Extract =>

###

Skip to main content

Data deduplication tactics with HDFS and MapReduce

As the amount of data continues to grow exponentially, there has been increased focus on stored data reduction methods. Data compression, single instance store and data deduplication are among the common techniques employed for stored data reduction.

Deduplication often refers to elimination of redundant subfiles (also known as chunks, blocks, or extents). Unlike compression, data is not changed and eliminates storage capacity for identical data. Data deduplication offers significant advantage in terms of reduction in storage, network bandwidth and promises increased scalability.

From a simplistic use case perspective, we can see application in removing duplicates in Call Detail Record (CDR) for a Telecom carrier. Similarly, we may apply the technique to optimize on network traffic carrying the same data packets.

###

Your tasks =>
(a) Which three common techniques for stored data reduction does the article on data deduplication name?
(b) Write the next few paragraphs of the article on data deduplication with HDFS and MapReduce, starting after its last sentence.
The data that comes next has nothing to do with the work here.

Recorded information =>
###

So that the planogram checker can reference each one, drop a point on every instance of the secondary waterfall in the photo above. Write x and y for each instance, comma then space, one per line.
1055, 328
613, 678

###

Answers to the problems =>
(a) Data compression, single instance store, and data deduplication.

(b)
Some of the common methods for data deduplication in storage architecture include hashing, binary comparison and delta differencing. In this post, we focus on how MapReduce and HDFS can be leveraged for eliminating duplicate data. (The approach listed below includes certain experimental approach by students and so may be best termed as tactics.)

Tactic 1: Using HDFS and MapReduce only

Owen O’Malley has suggested the following approach in one of the forums:
Keep your historic data sorted by md5.

Run a MapReduce job to sort your new data into md5 order. Note that
you want a total order, but because the md5's are evenly spaced across
the key space this is easy. Basically, you pick a number of reduces
(eg. 256) and then use the top N bits of the MD5 to pick your reduce.
Since this job is only processing your new data, it is very fast.

Next you do a map-side join where each input split consists of an md5
range. The RecordReader reads from the historic and new datasets
merging them as they go. (You can use the map-side join library for
this.) Your map does the merge of the new and old. This is a map-only
job, so it also is very fast.

Of course if the new data is small enough you can read all of the new
input in each of the maps and just keep (and sort in ram) the new
records that are in the right range and do the merge from ram. This
lets you avoid the step where you sort the new data. This kind of
merge optimization is where Pig and Hive hide lots of the details from
the developer.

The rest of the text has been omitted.